● EXERCISE GOAL
Reproduce the lines below word for word, from the start through the line that contains "column 215, row 83". Leave the pictures out of your copy.

-------------------------

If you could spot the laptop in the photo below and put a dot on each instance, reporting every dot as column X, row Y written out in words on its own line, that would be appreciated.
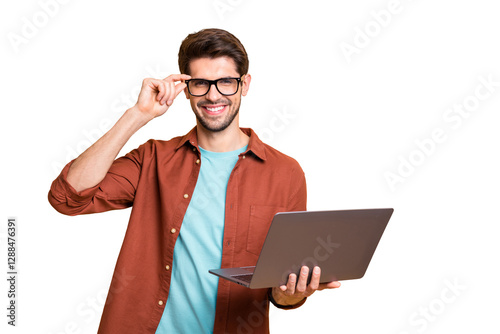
column 340, row 242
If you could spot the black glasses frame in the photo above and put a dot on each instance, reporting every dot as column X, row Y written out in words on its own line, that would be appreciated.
column 215, row 83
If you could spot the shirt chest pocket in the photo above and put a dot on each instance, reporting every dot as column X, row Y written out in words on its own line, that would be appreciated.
column 260, row 219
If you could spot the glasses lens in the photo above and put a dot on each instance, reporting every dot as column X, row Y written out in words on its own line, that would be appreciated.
column 225, row 86
column 198, row 87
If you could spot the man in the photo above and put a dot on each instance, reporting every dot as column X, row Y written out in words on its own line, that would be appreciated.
column 201, row 201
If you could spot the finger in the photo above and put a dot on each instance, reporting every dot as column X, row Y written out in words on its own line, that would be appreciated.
column 290, row 285
column 171, row 94
column 315, row 279
column 177, row 77
column 302, row 283
column 329, row 285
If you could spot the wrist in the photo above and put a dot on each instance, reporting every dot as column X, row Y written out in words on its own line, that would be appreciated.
column 138, row 116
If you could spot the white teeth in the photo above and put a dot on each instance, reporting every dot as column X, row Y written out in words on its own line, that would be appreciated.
column 214, row 109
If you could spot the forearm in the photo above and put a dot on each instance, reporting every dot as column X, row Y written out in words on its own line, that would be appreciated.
column 90, row 168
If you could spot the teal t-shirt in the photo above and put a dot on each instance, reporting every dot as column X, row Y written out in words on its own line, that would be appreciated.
column 192, row 297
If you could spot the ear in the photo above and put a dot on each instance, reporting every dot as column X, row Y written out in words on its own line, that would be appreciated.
column 245, row 84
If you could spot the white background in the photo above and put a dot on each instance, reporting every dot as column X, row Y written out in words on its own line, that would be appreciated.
column 348, row 119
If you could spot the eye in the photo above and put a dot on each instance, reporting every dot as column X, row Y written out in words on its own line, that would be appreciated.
column 226, row 81
column 200, row 83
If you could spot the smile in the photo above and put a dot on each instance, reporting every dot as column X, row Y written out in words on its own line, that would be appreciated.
column 214, row 110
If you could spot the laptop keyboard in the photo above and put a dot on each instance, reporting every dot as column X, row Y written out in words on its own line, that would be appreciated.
column 244, row 277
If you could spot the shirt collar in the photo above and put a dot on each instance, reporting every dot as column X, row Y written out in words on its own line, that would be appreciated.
column 255, row 145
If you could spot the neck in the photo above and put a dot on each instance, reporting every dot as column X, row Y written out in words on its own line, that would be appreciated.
column 229, row 139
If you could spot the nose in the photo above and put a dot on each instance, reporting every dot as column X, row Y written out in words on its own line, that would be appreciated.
column 213, row 94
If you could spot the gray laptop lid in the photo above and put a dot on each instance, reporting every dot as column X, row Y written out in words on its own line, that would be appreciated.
column 341, row 242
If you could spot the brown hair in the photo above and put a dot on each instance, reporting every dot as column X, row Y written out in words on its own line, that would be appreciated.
column 212, row 43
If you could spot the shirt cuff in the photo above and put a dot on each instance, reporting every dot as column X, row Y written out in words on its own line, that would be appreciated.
column 284, row 307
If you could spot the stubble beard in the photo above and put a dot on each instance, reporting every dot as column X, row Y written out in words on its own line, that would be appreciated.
column 221, row 125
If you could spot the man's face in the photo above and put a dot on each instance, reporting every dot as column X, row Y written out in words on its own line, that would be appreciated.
column 214, row 111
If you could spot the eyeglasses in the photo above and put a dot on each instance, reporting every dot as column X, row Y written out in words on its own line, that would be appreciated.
column 225, row 86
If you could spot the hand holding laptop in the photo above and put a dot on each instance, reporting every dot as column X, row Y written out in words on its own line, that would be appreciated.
column 293, row 292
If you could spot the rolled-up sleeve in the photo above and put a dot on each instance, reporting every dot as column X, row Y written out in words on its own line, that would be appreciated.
column 115, row 191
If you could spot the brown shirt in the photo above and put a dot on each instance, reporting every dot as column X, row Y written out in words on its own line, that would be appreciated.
column 157, row 180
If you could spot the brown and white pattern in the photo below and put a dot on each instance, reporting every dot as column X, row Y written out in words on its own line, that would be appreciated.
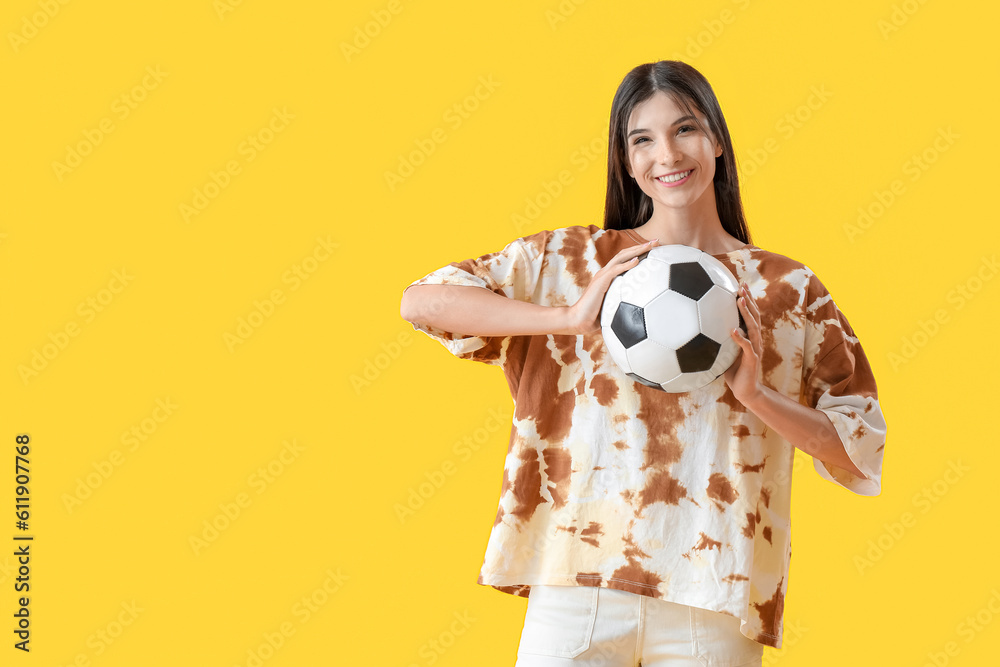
column 683, row 497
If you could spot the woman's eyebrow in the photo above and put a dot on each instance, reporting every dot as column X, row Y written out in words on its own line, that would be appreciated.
column 676, row 122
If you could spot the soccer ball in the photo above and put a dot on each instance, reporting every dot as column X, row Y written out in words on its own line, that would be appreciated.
column 666, row 321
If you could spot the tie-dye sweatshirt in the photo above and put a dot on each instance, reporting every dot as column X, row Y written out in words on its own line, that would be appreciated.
column 682, row 497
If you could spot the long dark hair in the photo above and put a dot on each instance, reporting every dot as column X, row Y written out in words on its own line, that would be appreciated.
column 626, row 205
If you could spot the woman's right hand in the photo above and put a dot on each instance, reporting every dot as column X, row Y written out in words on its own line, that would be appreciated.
column 585, row 315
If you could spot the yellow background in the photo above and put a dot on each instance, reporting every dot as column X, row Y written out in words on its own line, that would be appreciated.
column 376, row 409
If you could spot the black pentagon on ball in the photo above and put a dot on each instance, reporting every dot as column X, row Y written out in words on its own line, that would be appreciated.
column 690, row 279
column 698, row 354
column 629, row 324
column 642, row 380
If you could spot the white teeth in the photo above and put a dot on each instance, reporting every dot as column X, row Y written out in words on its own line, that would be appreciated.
column 673, row 178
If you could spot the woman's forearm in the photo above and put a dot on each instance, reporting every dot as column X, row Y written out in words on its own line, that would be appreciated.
column 477, row 311
column 807, row 428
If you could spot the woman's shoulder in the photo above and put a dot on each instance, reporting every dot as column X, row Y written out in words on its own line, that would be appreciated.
column 773, row 265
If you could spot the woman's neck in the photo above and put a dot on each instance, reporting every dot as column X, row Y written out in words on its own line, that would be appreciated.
column 701, row 230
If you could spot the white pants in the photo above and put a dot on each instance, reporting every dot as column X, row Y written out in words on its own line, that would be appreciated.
column 584, row 625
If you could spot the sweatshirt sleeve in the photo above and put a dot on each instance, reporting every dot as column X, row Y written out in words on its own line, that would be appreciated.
column 838, row 380
column 513, row 272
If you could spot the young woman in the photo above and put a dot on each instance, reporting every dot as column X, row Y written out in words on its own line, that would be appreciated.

-------------------------

● ANSWER TO THE TASK
If you could spot the laptop in the photo below and put a dot on each instance, reporting every dot as column X, row Y written out in words on its own line, that would be appreciated.
column 340, row 242
If you could spot the black glasses frame in the photo above and put a dot on each instance, reporting every dot as column X, row Y written out in words on its own line, that would be appreciated.
column 215, row 83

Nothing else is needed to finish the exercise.